AANGELEVERDE TEKST

Jazz Middelheim – dag 2: De kerk van Coltrane

© Bruno Bollaert

Bijzonder veel volk op de Coltrane-dag van Jazz Middelheim. Voor en achter het podium keek iedereen met open mond naar één man van 78: Archie Shepp.

JASON MORAN / MARY HALVORSON / RON MILES: Modernisme en traditie (***)

Jazz Middelheim - dag 2: De kerk van Coltrane
© Bruno Bollaert

Een pianist gekleed in urban chic, een trompettist in stijlvol pak en een gitariste als hippe bohémien. Drie werelden, maar wel één groep.

Na Tigran Hamasyan en Vijay Iyer is het Jason Moran die dit jaar de eretitel van ‘artist in residence’ kreeg. De man heeft alvast genoeg projecten waaruit hij kan kiezen, en over zijn polyvalente kwaliteiten is er al helemaal geen discussie. Voor het eerste concert bracht hij gitariste Mary Halvorson en trompettist Ron Miles mee, twee muzikanten die net als hij graag bakens verzetten maar nadrukkelijk vertrekken vanuit de traditie. En dat was precies wat we op Jazz Middelheim te horen kregen.

Moran begon met een solokreet, hoofdzakelijk spelend met de linkerhelft van de achtentachtig toetsen die hij ter beschikking had. Stilaan voegden Halvorson en Ron Miles zich bij hem. Een wat vreemd trio in een jazzcontext, zo leek het even, maar dat is buiten de gezamenlijk zin voor avontuur van deze drie gerekend. Samen trokken ze op pad, onderweg pratend en vooral improviserend over de geschiedenis van de jazz. Nu eens zachtjes keuvelend, soms elkaar bits aanporrend. Ragfijne melodielijnen stonden daarbij soms in scherp contrast met pure noise.

(Records van gelabelde regio's)
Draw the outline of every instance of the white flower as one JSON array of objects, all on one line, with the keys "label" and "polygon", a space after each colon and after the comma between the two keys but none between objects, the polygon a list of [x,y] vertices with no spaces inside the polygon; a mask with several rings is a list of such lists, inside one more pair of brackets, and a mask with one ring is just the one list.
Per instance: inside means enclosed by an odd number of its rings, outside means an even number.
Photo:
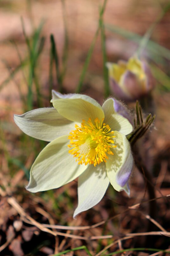
[{"label": "white flower", "polygon": [[101,107],[85,95],[52,93],[54,108],[14,115],[25,133],[51,142],[33,164],[27,189],[56,188],[79,177],[74,217],[99,202],[110,182],[129,195],[133,161],[126,135],[133,127],[127,109],[112,98]]}]

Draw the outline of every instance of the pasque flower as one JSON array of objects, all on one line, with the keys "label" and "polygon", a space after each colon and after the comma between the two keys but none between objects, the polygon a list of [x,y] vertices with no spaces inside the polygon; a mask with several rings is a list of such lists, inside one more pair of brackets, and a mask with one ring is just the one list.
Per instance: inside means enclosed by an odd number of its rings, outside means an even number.
[{"label": "pasque flower", "polygon": [[154,87],[153,78],[147,63],[132,57],[127,62],[108,63],[111,90],[115,97],[135,101],[147,94]]},{"label": "pasque flower", "polygon": [[78,177],[74,217],[99,202],[110,182],[129,195],[133,161],[126,135],[133,123],[127,109],[113,98],[101,107],[85,95],[52,94],[54,108],[14,115],[25,133],[51,142],[33,164],[27,189],[56,188]]}]

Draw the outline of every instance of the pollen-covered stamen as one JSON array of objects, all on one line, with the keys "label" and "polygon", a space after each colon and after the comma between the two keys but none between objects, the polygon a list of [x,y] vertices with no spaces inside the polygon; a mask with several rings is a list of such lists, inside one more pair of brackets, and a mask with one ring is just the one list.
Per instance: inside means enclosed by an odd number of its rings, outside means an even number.
[{"label": "pollen-covered stamen", "polygon": [[102,162],[106,162],[108,155],[113,154],[112,148],[116,147],[112,136],[114,131],[108,124],[100,122],[97,117],[93,122],[89,118],[86,122],[83,120],[81,127],[75,125],[76,129],[70,133],[70,140],[69,153],[77,158],[79,164],[88,163],[95,166]]}]

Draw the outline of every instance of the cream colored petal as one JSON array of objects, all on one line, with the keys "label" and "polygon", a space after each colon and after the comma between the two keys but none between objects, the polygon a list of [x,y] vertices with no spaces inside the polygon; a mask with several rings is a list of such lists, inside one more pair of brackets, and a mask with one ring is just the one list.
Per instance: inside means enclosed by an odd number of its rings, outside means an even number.
[{"label": "cream colored petal", "polygon": [[87,121],[89,118],[92,121],[96,117],[100,120],[104,118],[102,108],[93,99],[86,95],[75,94],[68,97],[51,100],[54,108],[66,118],[81,123],[83,119]]},{"label": "cream colored petal", "polygon": [[109,155],[106,163],[107,176],[116,190],[124,190],[129,195],[128,181],[133,162],[130,144],[123,134],[115,132],[114,135],[117,147],[113,149],[114,154]]},{"label": "cream colored petal", "polygon": [[78,178],[78,204],[73,218],[98,204],[103,197],[109,184],[105,163],[95,167],[90,165]]},{"label": "cream colored petal", "polygon": [[88,166],[78,165],[68,153],[67,135],[56,139],[39,154],[30,171],[27,190],[43,191],[61,187],[75,179]]},{"label": "cream colored petal", "polygon": [[61,116],[54,108],[32,110],[21,116],[15,115],[16,124],[29,136],[47,141],[69,134],[75,123]]},{"label": "cream colored petal", "polygon": [[133,126],[130,122],[122,114],[119,114],[115,111],[114,106],[113,99],[108,99],[106,101],[102,107],[105,113],[104,122],[108,124],[112,130],[117,131],[121,133],[129,134],[133,130]]}]

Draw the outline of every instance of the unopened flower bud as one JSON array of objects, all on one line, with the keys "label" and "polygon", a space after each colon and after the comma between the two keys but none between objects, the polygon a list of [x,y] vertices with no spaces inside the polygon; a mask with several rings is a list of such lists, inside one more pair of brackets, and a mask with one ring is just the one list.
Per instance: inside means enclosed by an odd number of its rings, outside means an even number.
[{"label": "unopened flower bud", "polygon": [[133,101],[146,95],[154,87],[154,81],[147,63],[137,57],[117,64],[108,63],[111,92],[121,100]]}]

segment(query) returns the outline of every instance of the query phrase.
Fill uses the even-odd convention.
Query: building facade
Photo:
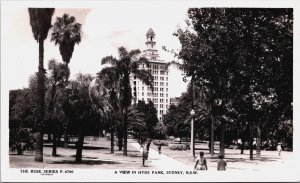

OPDRACHT A
Geef uit het concertverslag woordelijk alles weer vanaf "Jazz Middelheim - dag" tot en met "wel één groep.".
OPDRACHT B
Welke twee muzikanten bracht Jason Moran volgens het concertverslag mee voor het eerste concert?
OPDRACHT C
Herschrijf de alinea uit het concertverslag die begint met "Moran begon met een solokreet" beknopter en behoud daarbij de kernfeiten.
Voor het werk met het concertverslag zijn de gegevens niet nodig.

UITGEWERKTE OPLOSSING A
Jazz Middelheim - dag 2: De kerk van Coltrane
© Bruno Bollaert

Een pianist gekleed in urban chic, een trompettist in stijlvol pak en een gitariste als hippe bohémien. Drie werelden, maar wel één groep.

UITGEWERKTE OPLOSSING B
Gitariste Mary Halvorson en trompettist Ron Miles.

UITGEWERKTE OPLOSSING C
Moran opende solo en speelde vooral op de linkerhelft van de toetsen. Daarna sloten Halvorson en Miles geleidelijk aan. In een jazzcontext leek het trio even vreemd, maar de drie deelden een zin voor avontuur. Samen improviseerden ze over de geschiedenis van de jazz, nu eens zacht keuvelend, dan weer bits. Ragfijne melodielijnen stonden daarbij soms scherp tegenover pure noise.